#### Source excerpt
>> Begin

In Oxygen Working Capital Corp. v. Mouzakitis (Ont CA, 2022) the Court of Appeal held that only objective evidence is admissible on contractual interpretation:
[10] The motion judge first considered whether there was a genuine issue requiring a trial based on the record alone and without utilizing the enhanced fact-finding powers under r. 20.04. His interpretation of the MFA and guarantees based on their plain wording is unassailable. We agree with his conclusion that the appellants’ subjective, unilateral understanding that their guarantees only applied to the November 2019 transaction is inconsistent with the plain wording of the MFA and the guarantees that contain no such restriction, and is in any event irrelevant to the objective factual matrix that may assist with the interpretation of an agreement. As the Supreme Court instructed in Sattva Capital Corp. v. Creston Moly Corp., 2014 SCC 53, [2014] 2 S.C.R. 633, at para. 58, while “[t]he nature of the evidence that can be relied upon under the rubric of ‘surrounding circumstances’” will vary, it “should consist only of objective evidence of the background facts at the time of the execution of the contract” and not the parties’ unilateral subjective intentions.

>> End

#### Exercise
Answer these questions from the excerpt on contractual interpretation, putting each answer on its own line with the matching number.
1. Which court decided Oxygen Working Capital Corp. v. Mouzakitis, and in what year?
2. According to the appellants' understanding, to which transaction did their guarantees apply?
3. At which paragraph of Sattva Capital Corp. v. Creston Moly Corp. does the quoted Supreme Court instruction appear?

[Collected data entries]

>> Begin

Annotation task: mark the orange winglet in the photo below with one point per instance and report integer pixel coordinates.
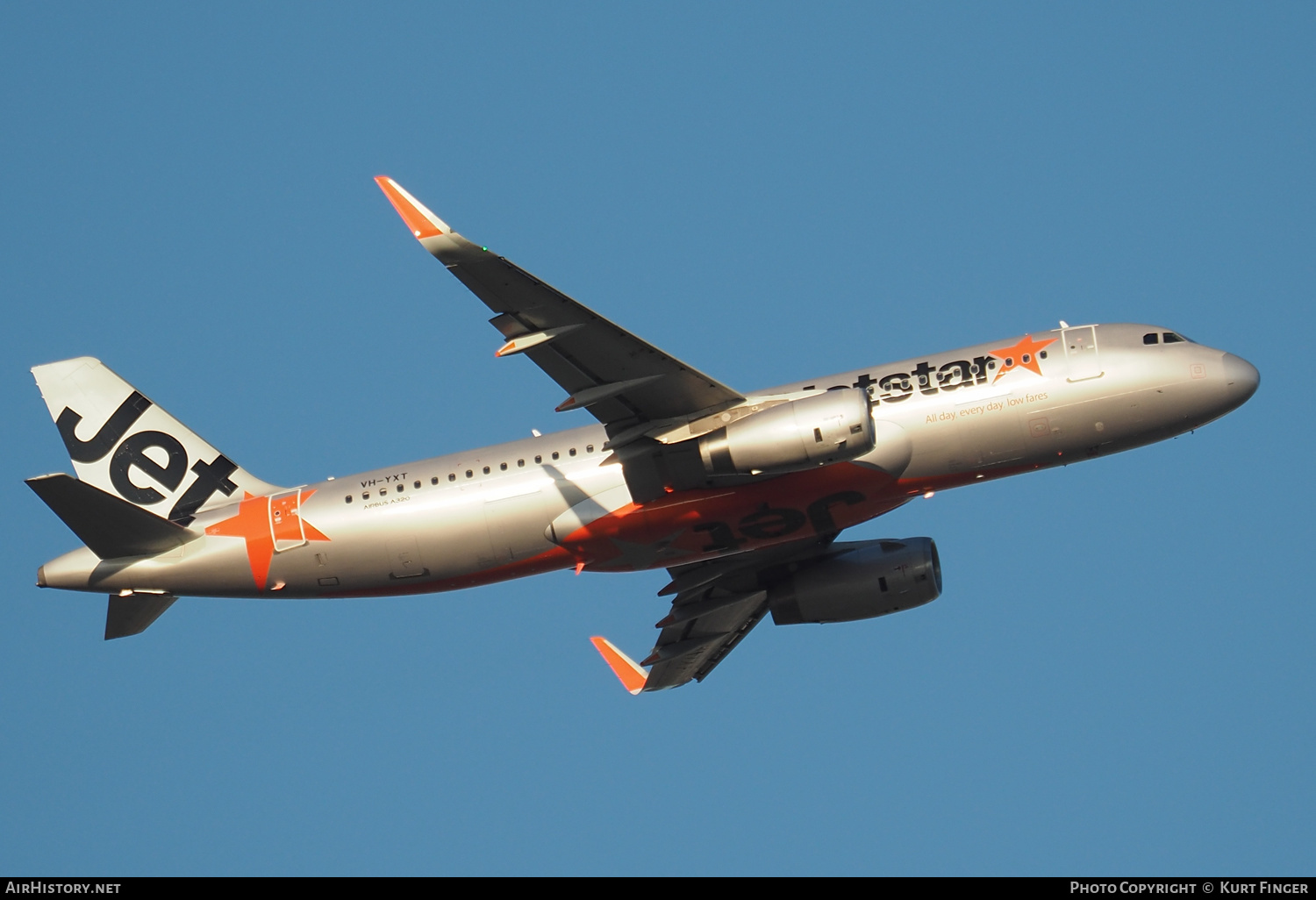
(623, 666)
(420, 220)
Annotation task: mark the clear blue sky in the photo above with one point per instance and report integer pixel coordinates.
(1119, 676)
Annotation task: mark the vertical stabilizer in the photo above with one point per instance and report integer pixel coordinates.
(125, 445)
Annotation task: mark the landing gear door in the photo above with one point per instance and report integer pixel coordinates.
(286, 525)
(1081, 353)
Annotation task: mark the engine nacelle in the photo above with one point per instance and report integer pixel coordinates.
(792, 436)
(865, 579)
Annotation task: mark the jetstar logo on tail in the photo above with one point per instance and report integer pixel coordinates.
(211, 476)
(1023, 354)
(261, 521)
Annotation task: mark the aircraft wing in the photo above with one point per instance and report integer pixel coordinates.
(716, 604)
(621, 379)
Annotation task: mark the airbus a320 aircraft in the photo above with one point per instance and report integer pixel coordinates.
(740, 496)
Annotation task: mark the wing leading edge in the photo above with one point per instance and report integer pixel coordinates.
(623, 381)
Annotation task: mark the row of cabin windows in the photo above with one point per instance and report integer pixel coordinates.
(470, 473)
(1165, 337)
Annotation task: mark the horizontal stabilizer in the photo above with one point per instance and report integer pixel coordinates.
(108, 526)
(624, 668)
(134, 613)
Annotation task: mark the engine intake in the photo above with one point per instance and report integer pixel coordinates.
(794, 436)
(865, 579)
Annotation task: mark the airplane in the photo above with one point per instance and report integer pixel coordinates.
(741, 496)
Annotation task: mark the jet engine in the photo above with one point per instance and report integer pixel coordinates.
(792, 436)
(863, 579)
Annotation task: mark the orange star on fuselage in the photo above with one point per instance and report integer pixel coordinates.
(253, 524)
(1021, 354)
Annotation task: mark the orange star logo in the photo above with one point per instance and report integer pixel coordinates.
(261, 521)
(1023, 354)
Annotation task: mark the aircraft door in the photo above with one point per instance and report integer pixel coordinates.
(1081, 353)
(286, 525)
(404, 558)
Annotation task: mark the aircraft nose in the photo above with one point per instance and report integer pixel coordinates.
(1241, 378)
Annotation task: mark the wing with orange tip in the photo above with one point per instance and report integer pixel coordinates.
(623, 381)
(631, 675)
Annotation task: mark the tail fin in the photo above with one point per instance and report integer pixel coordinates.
(125, 445)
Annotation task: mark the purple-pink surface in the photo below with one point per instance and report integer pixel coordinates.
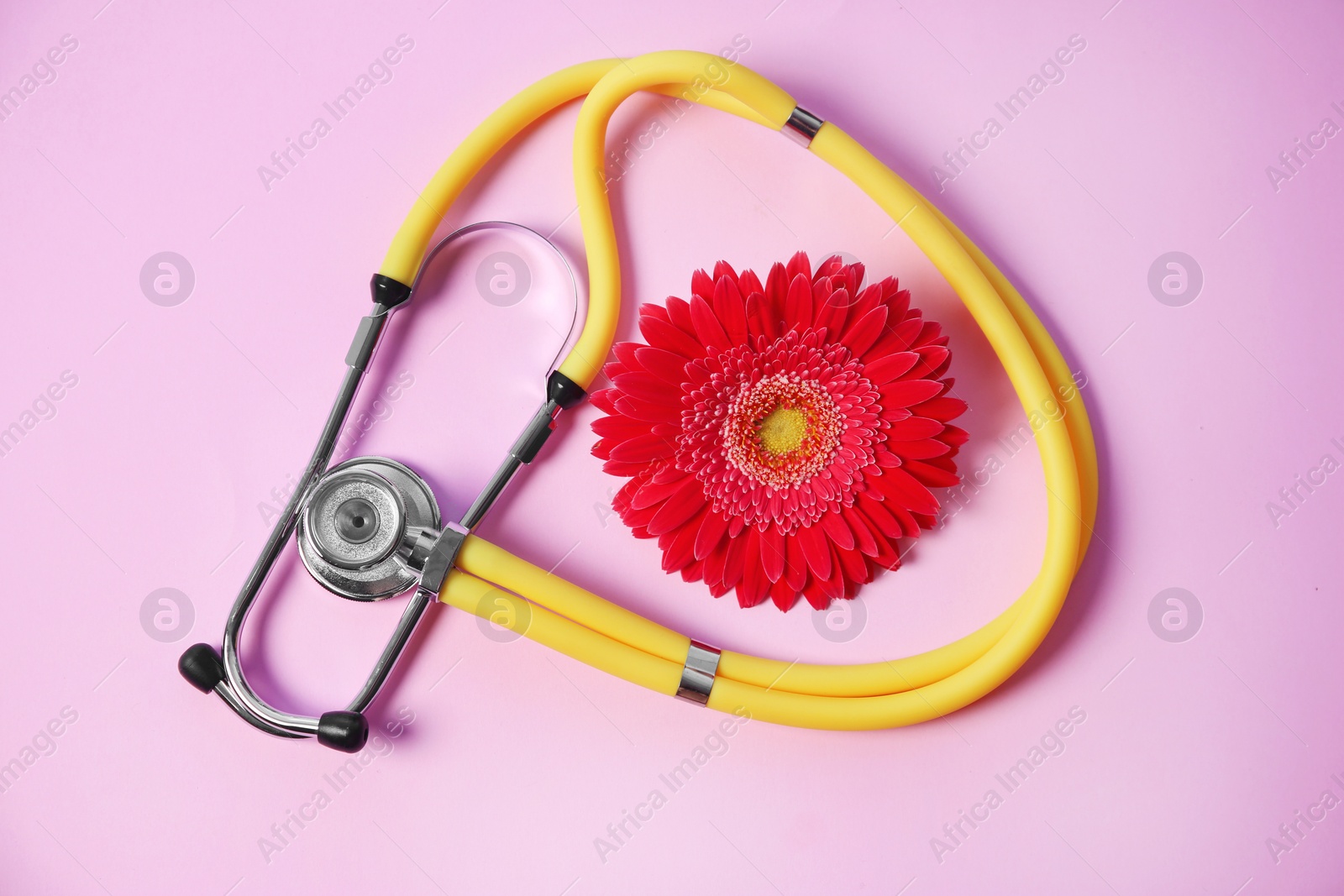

>> End

#### Correct response
1. The Ontario Court of Appeal, in 2022.
2. The November 2019 transaction.
3. Paragraph 58.